[Goal]:
Present every line of the material below as a numbered list, leaving out the blank lines.

----- Input for this task

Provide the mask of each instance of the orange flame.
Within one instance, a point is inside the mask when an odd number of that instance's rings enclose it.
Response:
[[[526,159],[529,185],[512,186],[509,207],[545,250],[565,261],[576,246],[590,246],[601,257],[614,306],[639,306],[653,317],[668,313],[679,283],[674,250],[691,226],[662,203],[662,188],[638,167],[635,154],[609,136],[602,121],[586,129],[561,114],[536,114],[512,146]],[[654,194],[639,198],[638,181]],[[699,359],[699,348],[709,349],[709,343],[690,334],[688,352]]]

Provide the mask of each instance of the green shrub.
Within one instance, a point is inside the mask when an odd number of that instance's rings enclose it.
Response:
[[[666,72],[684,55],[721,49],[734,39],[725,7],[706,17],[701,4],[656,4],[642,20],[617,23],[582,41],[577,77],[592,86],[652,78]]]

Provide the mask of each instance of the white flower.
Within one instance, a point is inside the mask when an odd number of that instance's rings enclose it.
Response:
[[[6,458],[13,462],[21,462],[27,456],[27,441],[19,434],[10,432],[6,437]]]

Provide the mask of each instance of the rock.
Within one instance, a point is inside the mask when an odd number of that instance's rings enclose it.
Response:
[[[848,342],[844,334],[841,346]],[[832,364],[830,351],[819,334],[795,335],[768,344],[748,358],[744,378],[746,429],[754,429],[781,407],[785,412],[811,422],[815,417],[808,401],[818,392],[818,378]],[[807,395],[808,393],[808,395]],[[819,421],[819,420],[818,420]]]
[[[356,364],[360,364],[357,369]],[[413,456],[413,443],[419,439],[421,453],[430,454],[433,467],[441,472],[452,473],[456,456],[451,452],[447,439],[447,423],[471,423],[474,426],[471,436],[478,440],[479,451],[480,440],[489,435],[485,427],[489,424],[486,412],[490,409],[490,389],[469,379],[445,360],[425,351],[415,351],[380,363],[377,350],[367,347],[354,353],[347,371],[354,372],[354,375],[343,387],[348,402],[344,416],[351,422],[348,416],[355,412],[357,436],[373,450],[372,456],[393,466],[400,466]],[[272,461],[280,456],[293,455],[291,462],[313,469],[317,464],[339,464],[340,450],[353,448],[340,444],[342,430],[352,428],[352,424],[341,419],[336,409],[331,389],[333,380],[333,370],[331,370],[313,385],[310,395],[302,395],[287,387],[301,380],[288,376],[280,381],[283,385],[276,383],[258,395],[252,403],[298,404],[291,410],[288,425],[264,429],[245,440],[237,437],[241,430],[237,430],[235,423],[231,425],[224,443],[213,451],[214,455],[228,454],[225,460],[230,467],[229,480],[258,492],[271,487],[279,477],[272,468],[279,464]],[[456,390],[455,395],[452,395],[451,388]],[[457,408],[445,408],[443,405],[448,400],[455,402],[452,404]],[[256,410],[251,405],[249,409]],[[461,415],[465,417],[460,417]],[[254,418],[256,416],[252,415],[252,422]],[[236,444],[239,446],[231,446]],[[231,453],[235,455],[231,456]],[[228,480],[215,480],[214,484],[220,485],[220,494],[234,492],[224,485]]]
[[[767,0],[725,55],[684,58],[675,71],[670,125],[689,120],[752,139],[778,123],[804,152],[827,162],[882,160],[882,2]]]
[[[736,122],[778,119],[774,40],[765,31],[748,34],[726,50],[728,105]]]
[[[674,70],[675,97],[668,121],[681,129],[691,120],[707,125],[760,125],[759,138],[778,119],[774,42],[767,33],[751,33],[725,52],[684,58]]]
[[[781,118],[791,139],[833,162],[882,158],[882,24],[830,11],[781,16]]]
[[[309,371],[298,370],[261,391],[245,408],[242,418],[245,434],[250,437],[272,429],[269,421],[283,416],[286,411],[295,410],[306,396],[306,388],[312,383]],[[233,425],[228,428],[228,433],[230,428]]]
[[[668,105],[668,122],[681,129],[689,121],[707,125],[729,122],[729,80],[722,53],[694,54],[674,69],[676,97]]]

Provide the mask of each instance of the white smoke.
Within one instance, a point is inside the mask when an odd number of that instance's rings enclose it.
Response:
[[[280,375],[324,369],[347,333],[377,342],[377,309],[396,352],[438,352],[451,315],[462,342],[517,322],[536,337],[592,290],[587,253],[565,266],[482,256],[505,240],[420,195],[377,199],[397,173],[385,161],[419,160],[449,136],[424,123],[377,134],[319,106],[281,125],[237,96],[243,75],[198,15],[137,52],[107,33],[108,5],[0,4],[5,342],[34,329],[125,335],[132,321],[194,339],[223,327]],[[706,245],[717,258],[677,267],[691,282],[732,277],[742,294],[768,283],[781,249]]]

----------

[Response below]:
1. Provide the mask of each instance of the orange flame.
2. Within one instance, a point is inside the mask when an odd number of that instance's rings enclose it.
3. Response:
4. [[[526,159],[529,185],[512,186],[509,207],[545,250],[565,261],[576,246],[590,246],[601,257],[614,306],[639,306],[653,317],[668,313],[679,283],[674,250],[691,226],[662,203],[662,188],[638,167],[635,154],[609,136],[602,121],[586,129],[561,114],[536,114],[512,146]],[[654,194],[639,198],[638,181]],[[699,359],[699,348],[709,349],[709,343],[690,334],[688,352]]]
5. Provide the mask of each instance of the green shrub.
6. Within one instance, a point is inside the mask when an odd number of that instance's rings enclose it.
7. Response:
8. [[[666,72],[684,55],[721,49],[734,39],[725,7],[706,17],[701,4],[656,4],[642,20],[617,23],[582,41],[577,77],[592,86],[652,78]]]
9. Provide the mask of each instance of the white flower.
10. Within one instance, a point is inside the mask when an odd number of that instance's rings enclose it.
11. Response:
12. [[[6,458],[13,462],[21,462],[27,456],[27,441],[19,434],[10,432],[6,437]]]
13. Provide the mask of each instance of the rock.
14. Within one instance, a point is inside the mask when an odd number of that instance's rings enclose it.
15. Response:
16. [[[848,342],[844,334],[841,346]],[[832,364],[830,351],[819,334],[795,335],[768,344],[748,358],[744,378],[746,429],[754,429],[781,407],[785,412],[811,422],[815,417],[808,401],[818,392],[818,378]],[[807,395],[808,393],[808,395]],[[819,421],[819,420],[818,420]]]
17. [[[356,364],[360,364],[357,369]],[[413,456],[413,443],[419,439],[421,453],[430,454],[433,467],[441,472],[452,473],[456,456],[451,452],[447,439],[447,423],[471,423],[474,426],[471,436],[478,440],[479,451],[480,440],[489,435],[485,427],[489,424],[486,412],[490,409],[490,389],[469,379],[445,360],[425,351],[415,351],[380,363],[377,350],[367,347],[354,353],[347,371],[354,372],[354,375],[343,387],[348,402],[344,416],[351,422],[348,416],[355,412],[357,436],[373,450],[372,456],[393,466],[400,466]],[[272,461],[280,456],[293,455],[291,462],[313,469],[317,464],[339,464],[340,450],[353,448],[340,444],[342,430],[352,428],[352,424],[341,419],[336,409],[331,389],[333,380],[333,370],[331,370],[313,385],[310,395],[302,395],[287,387],[301,380],[288,376],[280,381],[283,385],[276,383],[258,395],[252,403],[298,404],[291,410],[288,425],[264,429],[245,440],[237,437],[241,430],[237,430],[235,423],[231,425],[224,443],[213,451],[214,455],[228,454],[225,460],[230,467],[229,480],[258,492],[271,487],[279,477],[272,468],[279,464]],[[456,390],[455,395],[452,395],[451,388]],[[457,408],[445,408],[443,405],[448,400],[455,402],[452,404]],[[256,410],[251,405],[249,409]],[[461,415],[465,417],[460,417]],[[254,418],[256,416],[252,415],[252,422]],[[236,444],[239,446],[231,446]],[[231,453],[235,455],[231,456]],[[228,480],[215,480],[214,484],[220,485],[220,494],[234,492],[224,485]]]
18. [[[767,0],[725,55],[684,58],[675,71],[670,125],[689,120],[752,139],[778,123],[804,152],[827,162],[882,160],[882,2]]]
19. [[[736,122],[778,119],[774,40],[765,31],[748,34],[726,50],[728,105]]]
20. [[[674,70],[675,97],[668,121],[681,129],[691,120],[707,125],[760,125],[759,138],[778,119],[774,42],[767,33],[751,33],[725,52],[684,58]]]
21. [[[781,118],[791,139],[833,162],[882,158],[882,24],[830,11],[781,16]]]
22. [[[309,371],[298,370],[261,391],[245,408],[242,418],[245,434],[250,437],[272,429],[269,421],[283,416],[286,411],[295,410],[306,396],[306,388],[312,383]],[[233,425],[228,428],[228,433],[230,428]]]
23. [[[668,105],[668,122],[681,129],[689,121],[707,125],[729,122],[729,80],[722,53],[694,54],[674,69],[676,97]]]
24. Provide the mask of each instance of the white smoke.
25. Within one instance, a point is inside the mask when an odd number of that instance's rings enclose it.
26. Response:
27. [[[280,375],[324,369],[347,333],[377,342],[377,309],[396,352],[438,352],[451,315],[462,342],[517,322],[536,337],[592,290],[587,253],[565,266],[482,256],[505,240],[420,195],[377,199],[397,173],[385,161],[419,160],[449,136],[424,123],[377,134],[319,106],[281,125],[237,96],[243,75],[198,15],[137,52],[107,33],[108,5],[0,4],[5,342],[34,329],[125,335],[132,321],[194,339],[223,327]],[[706,245],[717,258],[677,267],[691,282],[732,277],[742,294],[768,283],[781,249]]]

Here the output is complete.